--- begin SELECTION ---

O madly the sea pushes upon the land,

With love, with love.

—WALT WHITMAN, Out of the Cradle Endlessly Rocking

Contents

Epigraph

1. Setting the Net

2. Passage

3. Landing

4. People’s Lives

5. The River’s Mouth

6. On the Water

7. Fall

8. Winter

9. Spring

10. The Delta

11. Staking Claim

12. Possession

13. Tidepools

Epilogue

Acknowledgments

About the Author

Credits

Copyright

About the Publisher

1


SETTING THE NET


MEAN HIGH WATER: n. Average height of water at high tide.

Moving to coastal Alaska meant moving to the water life, although I hadn’t known it until I arrived. Nothing is separate from the sea—not the sky, not the land, not a single day, nor my mood. I wasn’t used to this. I wasn’t ready for it.

IT WAS THE middle of July when John dragged out a tangle of net he’d salvaged from the beach months before. In winter, wind and surf reshuffled the beach, exposing hidden treasures—rusty bicycles, boat parts. He had wrestled the gill net from the sand and now wanted to set the net in front of the house for silver salmon that ran along the shore toward streams farther up the bay. I couldn’t conceive how such a thing should be done—where to set the net, how to check it, what to expect. But John had a way of finding free stuff and asking a few questions here and there—at a potluck dinner, at the gear shop, in the neighbor’s yard—and then he’d know how to do it.

John’s certainty intimidated me. So I washed dishes and watched him through the kitchen window as he spread the clump of net on the lawn and got to work meticulously unwinding, untying, and straightening the whole thing out. The net took a day to untangle and decipher. When it was done, the mesh stretched sixty feet across the grass and lay ten feet deep. The float line, a line of white floats across the top of the rectangular net, would hang the net from the water’s surface and the weighted lead line at the bottom would sink to keep it open when submerged. I helped John fold up the net in the way he’d learned from a friend: He took the lead line and I took the float line and we walked from one end to the other, bunching it up along the way.

--- end SELECTION ---
--- begin ENTRIES SUPPLIED ---

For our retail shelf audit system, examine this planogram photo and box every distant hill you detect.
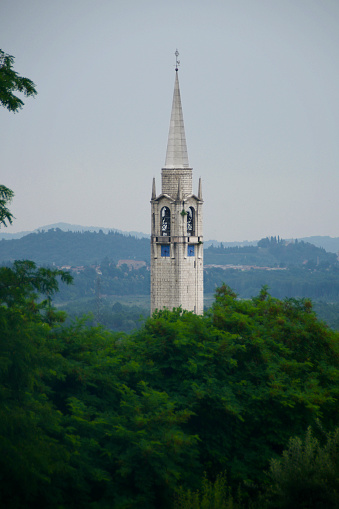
[300,236,339,254]
[0,228,150,266]
[0,228,337,268]
[204,237,337,268]
[0,223,149,240]
[0,223,339,254]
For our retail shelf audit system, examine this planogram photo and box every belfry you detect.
[151,51,204,314]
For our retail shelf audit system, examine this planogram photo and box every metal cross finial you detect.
[174,50,180,71]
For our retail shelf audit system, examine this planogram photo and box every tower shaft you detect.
[151,63,203,314]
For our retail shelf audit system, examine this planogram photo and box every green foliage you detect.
[0,274,339,509]
[268,427,339,509]
[0,185,14,226]
[0,49,37,113]
[174,474,243,509]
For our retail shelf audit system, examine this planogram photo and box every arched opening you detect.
[187,207,195,236]
[160,207,171,236]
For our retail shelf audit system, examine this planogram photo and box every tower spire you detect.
[165,50,189,168]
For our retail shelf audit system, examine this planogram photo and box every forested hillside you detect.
[0,228,150,266]
[0,262,339,509]
[0,228,337,268]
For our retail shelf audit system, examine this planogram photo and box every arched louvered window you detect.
[187,207,195,236]
[160,207,171,236]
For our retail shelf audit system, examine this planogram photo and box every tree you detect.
[268,427,339,509]
[0,185,14,226]
[0,49,37,113]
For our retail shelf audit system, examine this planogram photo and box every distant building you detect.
[151,57,203,314]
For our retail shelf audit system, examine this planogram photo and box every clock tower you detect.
[151,51,203,314]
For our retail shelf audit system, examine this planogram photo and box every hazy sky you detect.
[0,0,339,241]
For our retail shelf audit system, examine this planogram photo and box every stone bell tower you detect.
[151,51,204,314]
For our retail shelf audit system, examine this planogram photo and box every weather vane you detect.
[174,50,180,71]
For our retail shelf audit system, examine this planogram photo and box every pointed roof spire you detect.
[151,177,157,200]
[177,177,182,201]
[165,50,189,168]
[198,177,202,201]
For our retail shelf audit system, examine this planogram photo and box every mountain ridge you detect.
[0,222,339,254]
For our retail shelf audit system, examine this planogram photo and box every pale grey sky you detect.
[0,0,339,241]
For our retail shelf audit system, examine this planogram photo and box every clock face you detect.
[187,246,194,256]
[161,245,170,256]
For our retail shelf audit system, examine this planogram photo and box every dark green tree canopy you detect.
[0,49,37,113]
[0,185,14,228]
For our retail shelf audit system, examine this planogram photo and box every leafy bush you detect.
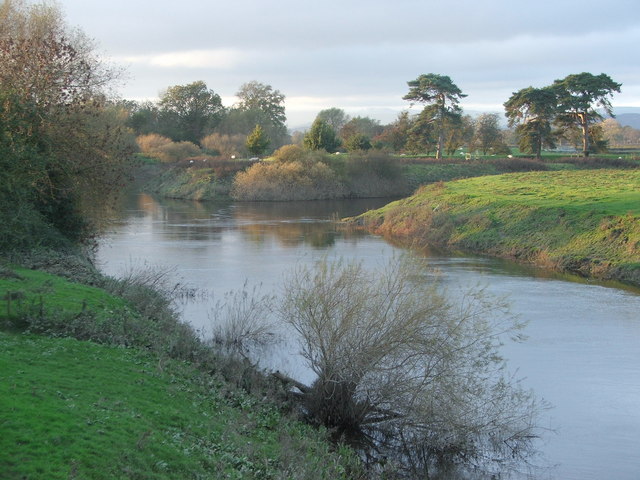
[200,133,247,158]
[136,133,202,163]
[273,145,308,163]
[136,133,173,156]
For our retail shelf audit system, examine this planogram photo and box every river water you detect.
[97,194,640,480]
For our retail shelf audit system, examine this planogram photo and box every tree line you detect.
[0,0,633,246]
[125,72,633,158]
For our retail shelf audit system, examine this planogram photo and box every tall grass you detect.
[358,169,640,284]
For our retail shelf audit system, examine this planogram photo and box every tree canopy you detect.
[402,73,466,158]
[0,1,133,248]
[158,80,224,143]
[551,72,622,157]
[504,87,557,158]
[303,119,340,152]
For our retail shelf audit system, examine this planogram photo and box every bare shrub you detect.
[209,284,277,358]
[232,162,345,201]
[280,259,537,477]
[136,133,173,156]
[273,144,308,163]
[154,142,201,163]
[136,133,201,163]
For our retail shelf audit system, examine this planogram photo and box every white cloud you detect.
[114,49,246,70]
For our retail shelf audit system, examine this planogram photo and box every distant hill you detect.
[616,113,640,129]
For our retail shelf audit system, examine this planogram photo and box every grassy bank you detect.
[353,169,640,284]
[0,265,358,479]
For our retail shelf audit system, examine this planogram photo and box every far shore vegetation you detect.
[0,0,640,480]
[352,169,640,285]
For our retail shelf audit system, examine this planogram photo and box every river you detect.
[97,194,640,480]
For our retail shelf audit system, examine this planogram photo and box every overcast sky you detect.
[58,0,640,127]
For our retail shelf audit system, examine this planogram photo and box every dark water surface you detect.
[98,195,640,480]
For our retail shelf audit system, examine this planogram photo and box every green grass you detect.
[359,169,640,284]
[0,332,354,480]
[0,267,130,326]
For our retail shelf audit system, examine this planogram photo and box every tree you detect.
[551,72,622,157]
[315,107,350,132]
[303,119,340,153]
[279,259,537,478]
[232,81,288,148]
[375,111,412,153]
[0,1,134,248]
[444,115,474,156]
[121,101,160,136]
[402,73,466,158]
[504,87,557,158]
[158,81,224,143]
[406,109,438,154]
[246,125,269,155]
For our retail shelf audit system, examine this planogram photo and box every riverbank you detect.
[142,154,560,201]
[0,254,359,479]
[349,169,640,285]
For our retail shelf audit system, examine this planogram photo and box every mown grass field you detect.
[358,169,640,284]
[0,333,358,480]
[0,268,133,326]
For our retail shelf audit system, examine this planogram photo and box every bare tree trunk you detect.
[578,113,589,157]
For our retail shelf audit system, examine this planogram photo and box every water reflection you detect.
[98,195,640,480]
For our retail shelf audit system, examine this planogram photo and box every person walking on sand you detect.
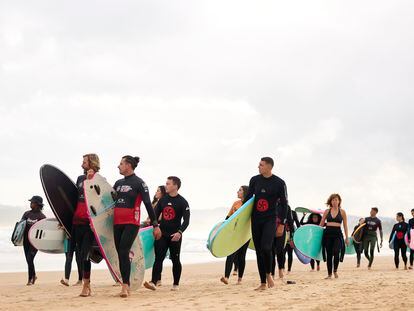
[319,193,349,279]
[244,157,288,290]
[220,186,250,285]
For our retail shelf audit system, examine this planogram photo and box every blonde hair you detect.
[83,153,101,172]
[326,193,342,207]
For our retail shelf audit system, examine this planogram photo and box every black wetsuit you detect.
[389,222,408,269]
[362,217,382,267]
[352,224,363,266]
[408,218,414,266]
[21,209,46,283]
[245,175,288,284]
[113,174,157,285]
[151,194,190,285]
[322,208,345,275]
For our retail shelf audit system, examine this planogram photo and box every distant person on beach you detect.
[220,186,250,285]
[351,218,365,268]
[21,195,46,285]
[408,208,414,270]
[244,157,288,290]
[71,153,100,297]
[319,193,349,279]
[389,213,408,270]
[144,176,190,291]
[113,155,161,298]
[300,213,322,271]
[362,207,383,270]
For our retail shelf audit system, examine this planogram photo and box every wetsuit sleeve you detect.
[178,200,190,233]
[138,182,158,226]
[243,177,255,204]
[278,182,288,224]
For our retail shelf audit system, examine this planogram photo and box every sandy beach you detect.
[0,256,414,310]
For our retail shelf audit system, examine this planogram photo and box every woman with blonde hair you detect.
[319,193,349,279]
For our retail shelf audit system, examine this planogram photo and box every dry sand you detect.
[0,257,414,311]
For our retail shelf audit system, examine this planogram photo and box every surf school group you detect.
[8,154,414,298]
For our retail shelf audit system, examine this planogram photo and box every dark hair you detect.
[167,176,181,189]
[240,186,249,201]
[260,157,275,167]
[151,186,165,204]
[122,155,139,170]
[326,193,342,207]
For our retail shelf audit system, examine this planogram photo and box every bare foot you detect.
[254,284,266,291]
[220,276,229,285]
[266,274,275,288]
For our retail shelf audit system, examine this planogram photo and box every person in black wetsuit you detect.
[320,193,349,279]
[144,176,190,291]
[351,218,365,268]
[300,213,322,271]
[71,153,100,297]
[389,213,408,270]
[244,157,288,290]
[408,208,414,270]
[362,207,383,270]
[21,195,46,285]
[113,155,161,298]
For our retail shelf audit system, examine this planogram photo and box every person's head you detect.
[326,193,342,207]
[395,212,405,222]
[259,157,275,175]
[118,155,139,176]
[29,195,44,210]
[237,186,249,200]
[165,176,181,194]
[82,153,101,173]
[370,207,378,217]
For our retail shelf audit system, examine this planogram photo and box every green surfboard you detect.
[207,196,254,258]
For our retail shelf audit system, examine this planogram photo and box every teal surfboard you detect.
[207,196,254,258]
[293,225,323,260]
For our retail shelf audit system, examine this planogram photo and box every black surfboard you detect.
[40,164,102,263]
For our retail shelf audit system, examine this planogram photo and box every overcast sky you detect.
[0,0,414,216]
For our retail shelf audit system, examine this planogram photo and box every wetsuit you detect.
[71,175,95,279]
[322,208,345,275]
[362,217,382,267]
[352,224,363,266]
[224,200,250,279]
[151,194,190,286]
[300,213,322,270]
[244,175,288,284]
[21,209,46,283]
[113,174,158,285]
[63,236,82,281]
[389,222,408,269]
[408,218,414,266]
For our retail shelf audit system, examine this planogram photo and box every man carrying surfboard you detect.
[144,176,190,291]
[362,207,383,270]
[244,157,288,290]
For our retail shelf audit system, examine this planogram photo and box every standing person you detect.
[71,153,100,297]
[60,233,82,286]
[319,193,349,279]
[21,195,46,285]
[408,208,414,270]
[389,213,408,270]
[362,207,383,270]
[300,213,322,272]
[220,186,250,285]
[244,157,288,290]
[144,176,190,291]
[351,218,365,268]
[113,155,161,298]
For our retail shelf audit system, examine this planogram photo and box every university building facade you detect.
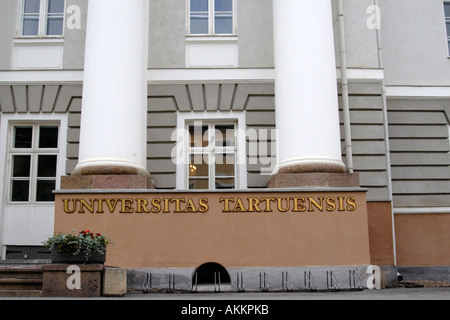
[0,0,450,290]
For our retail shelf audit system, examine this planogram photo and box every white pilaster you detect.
[75,0,149,172]
[274,0,345,172]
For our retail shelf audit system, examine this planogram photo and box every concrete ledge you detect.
[102,267,127,297]
[398,266,450,282]
[42,264,103,297]
[127,266,397,293]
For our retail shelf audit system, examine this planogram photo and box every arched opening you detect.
[192,262,231,291]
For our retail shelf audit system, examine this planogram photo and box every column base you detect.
[267,172,360,188]
[61,166,155,190]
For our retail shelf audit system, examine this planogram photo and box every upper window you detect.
[188,0,235,35]
[8,124,59,203]
[20,0,65,37]
[444,0,450,56]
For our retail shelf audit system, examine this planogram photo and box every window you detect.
[187,121,236,190]
[8,124,59,203]
[188,0,235,35]
[20,0,65,37]
[444,0,450,56]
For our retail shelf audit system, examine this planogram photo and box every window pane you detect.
[216,153,234,177]
[189,154,209,177]
[47,16,64,36]
[189,126,209,148]
[39,127,58,148]
[214,0,233,11]
[11,180,30,201]
[215,125,234,147]
[191,0,209,12]
[23,0,41,13]
[215,13,233,34]
[14,127,33,148]
[216,178,235,189]
[22,15,39,36]
[47,0,64,13]
[38,155,57,178]
[190,12,208,34]
[36,180,56,201]
[12,155,31,178]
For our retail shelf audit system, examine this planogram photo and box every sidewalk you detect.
[121,287,450,301]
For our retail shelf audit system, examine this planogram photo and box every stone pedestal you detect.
[61,173,154,190]
[268,172,360,188]
[42,264,103,298]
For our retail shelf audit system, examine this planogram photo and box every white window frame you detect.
[7,121,61,204]
[176,111,247,191]
[0,113,67,206]
[444,0,450,57]
[186,0,237,37]
[17,0,67,38]
[186,120,237,190]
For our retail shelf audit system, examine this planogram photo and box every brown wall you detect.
[55,192,370,268]
[395,214,450,266]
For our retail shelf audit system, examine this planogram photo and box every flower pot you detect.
[50,247,106,264]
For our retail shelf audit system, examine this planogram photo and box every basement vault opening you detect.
[192,262,231,288]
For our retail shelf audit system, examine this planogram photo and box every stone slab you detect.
[42,264,103,298]
[61,174,154,189]
[102,267,127,297]
[268,172,360,188]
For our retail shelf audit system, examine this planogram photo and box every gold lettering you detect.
[78,199,94,213]
[277,198,290,212]
[219,198,234,212]
[347,196,357,211]
[308,197,324,212]
[233,198,247,212]
[198,198,209,213]
[327,197,336,212]
[170,198,186,213]
[136,199,150,213]
[152,198,161,213]
[163,199,170,213]
[63,199,77,214]
[120,199,133,213]
[105,199,119,213]
[292,198,306,212]
[247,198,262,212]
[261,198,276,212]
[97,199,105,213]
[338,197,345,211]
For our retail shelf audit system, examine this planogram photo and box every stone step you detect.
[0,278,42,290]
[0,290,42,298]
[0,265,43,297]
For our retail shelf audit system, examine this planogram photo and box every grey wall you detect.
[380,0,450,85]
[237,0,274,68]
[149,0,186,68]
[0,0,19,70]
[63,0,87,70]
[332,0,382,68]
[388,99,450,207]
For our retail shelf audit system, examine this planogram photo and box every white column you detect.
[274,0,345,172]
[74,0,149,174]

--- end ENTRIES SUPPLIED ---

> **WHAT YOU WILL DO**
a – Reproduce the excerpt's passage starting with "About the Publisher" and going on through "ready for it.".
b – In the excerpt, where would John ask a few questions? List every place it names.
The records have no connection to the excerpt.

> **EXPECTED RESULTS**
a –
About the Publisher

1


SETTING THE NET


MEAN HIGH WATER: n. Average height of water at high tide.

Moving to coastal Alaska meant moving to the water life, although I hadn’t known it until I arrived. Nothing is separate from the sea—not the sky, not the land, not a single day, nor my mood. I wasn’t used to this. I wasn’t ready for it.

b – At a potluck dinner, at the gear shop, and in the neighbor's yard.